Trecho:
━━━━━━━━

Para as religiões mais antigas, essa associação vai representar a identificação totêmica entre caçador e presa.
Algumas religiões costumam utilizar a teriantropia como uma espécie de recurso mito-poético para metaforizar a liminaridade da natureza humana e animal.
Engana-se quem acha que esses recursos teariantropos são exclusivos do universo das religiões pagãs ou pré-cristãs.
O Cristianismo costuma identificar em alguns animais a representação de certas virtudes e valores. Temos, por exemplo, Cristo identificado como cordeiro ou como um leão. Há também associações de Deus como um pelicano. Nas catedrais góticas católicas você provavelmente verá as imagens de um touro, de um leão e de uma águia ao redor da figura de Cristo – que vão representar respectivamente os evangelistas São Lucas, São Marcos e São João.
Além das mencionadas tradições simbólicas, filosóficas e mito-poéticas, a teriantropia pode abranger também os antropomorfismos, as personificações ritualísticas e as transmutações.
Esta última é muito conhecida nos folclores populares, sendo a licantropia (transformação do homem em lobo) a mais famosa.
Um “primo” menos conhecido da licantropia é a ailuratropia – que é a transformação de humanos em figuras felinas.
É muito curioso notar que o ser humano precisa constantemente se comparar a outros animais para se entender melhor como ser humano.
É muito curioso observar que utilizamos outras espécies como ferramentas didáticas para explicar algumas de nossas próprias características, como se os nossos próprios atributos (e a percepção deles) não fossem suficientes.
Isso coloca nossa espécie num lugar único em relação a existência. Um lugar onde podemos contemplar a percepção, quase instintiva, de que a resposta para nos entendermos melhor está além de nós.
No cinema e na literatura, há diversos exemplos deste recurso sendo utilizado.
Aqui vamos falar um pouco do filme Cat People, tanto a sua versão original de 1942 quanto o seu remake feito 42 anos depois.
Cat People (1942)
Cat People (também conhecido no Brasil como Sangue de Pantera) é um filme de terror americano de 1942 dirigido por Jacques Tourneur e produzido pela RKO, uma famosa produtora e distribuidora americana de filmes de baixo orçamento.

━━━━━━━━

Linhas de um conjunto de dados de apontamento
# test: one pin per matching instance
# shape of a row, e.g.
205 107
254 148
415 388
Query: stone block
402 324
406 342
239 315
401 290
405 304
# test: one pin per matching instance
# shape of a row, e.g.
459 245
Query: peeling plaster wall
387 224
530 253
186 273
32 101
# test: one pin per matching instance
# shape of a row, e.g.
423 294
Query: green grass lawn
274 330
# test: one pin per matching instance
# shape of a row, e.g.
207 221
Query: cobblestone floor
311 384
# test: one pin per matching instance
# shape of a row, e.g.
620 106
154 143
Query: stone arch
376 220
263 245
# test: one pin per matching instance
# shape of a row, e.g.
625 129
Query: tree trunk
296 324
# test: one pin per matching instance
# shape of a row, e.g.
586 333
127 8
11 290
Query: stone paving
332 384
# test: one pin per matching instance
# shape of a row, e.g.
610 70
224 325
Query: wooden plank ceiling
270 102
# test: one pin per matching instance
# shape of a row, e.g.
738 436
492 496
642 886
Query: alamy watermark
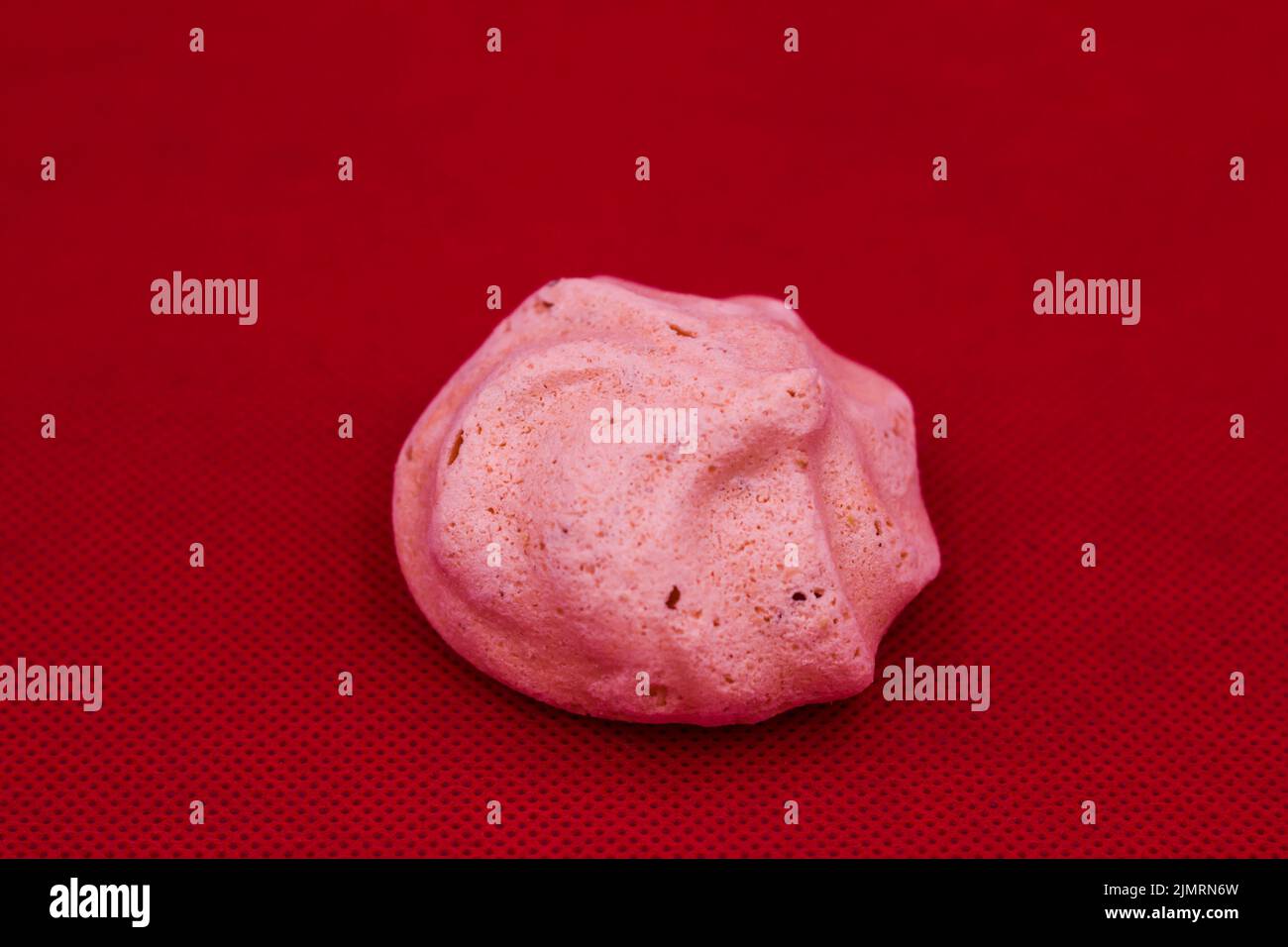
913 682
648 425
77 684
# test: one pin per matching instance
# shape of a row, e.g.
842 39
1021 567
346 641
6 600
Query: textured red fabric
767 169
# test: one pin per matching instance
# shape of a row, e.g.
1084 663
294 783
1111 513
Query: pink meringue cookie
733 560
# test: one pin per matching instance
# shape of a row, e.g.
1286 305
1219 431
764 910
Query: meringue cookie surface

━━━━━━━━

Requisitos:
(A) Reproduza todas as linhas dos registros de apontamento acima, com as solicitações incluídas, e ajuste em -108 cada coordenada de ponto das respostas. Deixe as imagens fora da resposta.
(B) Prossiga com o trecho sobre a teriantropia e o filme Cat People a partir do ponto em que ele termina.

Respostas dadas:
(A)
# test: one pin per matching instance
# shape of a row, e.g.
205 107
254 148
415 388
Query: stone block
294 216
298 234
131 207
293 182
297 196
# test: one pin per matching instance
# shape of a row, e.g.
459 245
Query: peeling plaster wall
279 116
422 145
78 165
-76 -7
# test: one pin per matching instance
# shape of a row, e.g.
423 294
Query: green grass lawn
166 222
# test: one pin per matching instance
# shape of a row, e.g.
207 221
Query: cobblestone floor
203 276
# test: one pin per matching instance
# shape of a row, e.g.
620 106
154 143
Query: stone arch
268 112
155 137
# test: one pin per matching instance
# shape of a row, e.g.
625 129
Query: tree trunk
188 216
# test: one pin per matching instance
# shape of a row, e.g.
586 333
127 8
11 290
Query: stone paving
224 276
# test: one pin per matching instance
# shape of a row, e.g.
610 70
224 325
Query: wooden plank ceiling
162 -6
# test: one pin per matching instance
# shape of a row, e.g.
738 436
492 496
642 886
Query: alamy watermark
805 574
540 317
-31 576
# test: one pin per matching instance
# shape of a row, e.g.
842 39
1021 567
346 641
6 600
Query: textured red fabric
659 61
# test: one pin per matching instance
# shape of a row, e.g.
1084 663
294 783
1111 513
Query: pink meringue cookie
625 452
# test: one pin per matching instance
# shape of a row, e.g.
1286 305
1219 431
764 910
Query: meringue cookie surface

(B)
O filme conta a história de Irena Dubrovna (Simone Simon) uma designer de moda sérvia recém-chegada na América.
Irena se apaixona por um arquiteto naval chamado Oliver Reed (Ken Smith), com quem se casa, mas não consegue consumar o casamento pois está obcecada com a ideia de que ela é descendente de uma antiga tribo, que ela chama de Cat People, composta por bruxas e bruxos que se transformam em panteras negras quando sexualmente estimuladas.
Este filme se tornou um clássico e motivou discussões diversas a respeito da repressão da sexualidade feminina e xenofobia.
Irena é desde o início marcada como estrangeira e essa será uma de suas características mais distintivas em relação aos outros personagens do filme.
Tanto neste filme quanto no romance gótico em geral, ser estrangeiro significa assumir a posição do “outro” no emaranhado mapa de características possíveis de um personagem. Drácula de Bram Stoker, por exemplo, pode ser analizado como a antítese do que significa ser inglês.
Irena, por sua vez, é a antitese do que significa o modelo de feminilidade estadunidense e isso traz para ela uma série de dramas de adaptação e identidade.
A personagem principal, que é protagonista e antagonista ao mesmo tempo, busca se encaixar no ideal da normalidade americana, mas percebe que é inútil. Aos olhos de todos, inclusive aos olhos do próprio marido, ela sempre será a estrangeira.
Durante todo o filme ela convive em um limiar fronteiriço da luz e da escuridão, uma batalha interna, até sucumbir ao que filme entende como sua natureza.
O sexo
Quando foi lançado em 1942, o filme Cat People trazia consigo diversas metáforas subliminares sobre sexualidade (especialmente a sexualidade feminina).
Através de um enredo que tratava de questões sobrenaturais e folclóricas de ailuratropia, a obra desenhava linhas paralelas entre humanidade e animalidade, entre civilização e selvageria, entre cristianismo e paganismo (bem ao gosto de Camile Paglia).
Segundo Camile Paglia, os felinos (especialmente os gatos) são essencialmente ciraturas da noite. Eles vivem nas sombras, fazem emboscadas e, quando tem êxito numa caçada, brincam com a presa até se sentirem entendiados. Só depois de uma longa e aflitiva tortura eles a matam.
Suas brincadeiras possuem um elemento de crueldade camuflada. Uma crueldade que não se enxerga como algo bom ou ruim, definições que ficariam mais claras no advento do Cristianismo, mas como uma representação da natureza ctônica e amoral.
Todas essas características recônditas do felino, somado a sinuosidade dos seus movimentos, se tornaram metáforas perfeitas para sexualidade feminina, sempre colocadas no viés de perigo e morte em praticamente todas as mitologias já feitas (desde os mitos de Yuki-onna no Japão até as Sereias na Grécia).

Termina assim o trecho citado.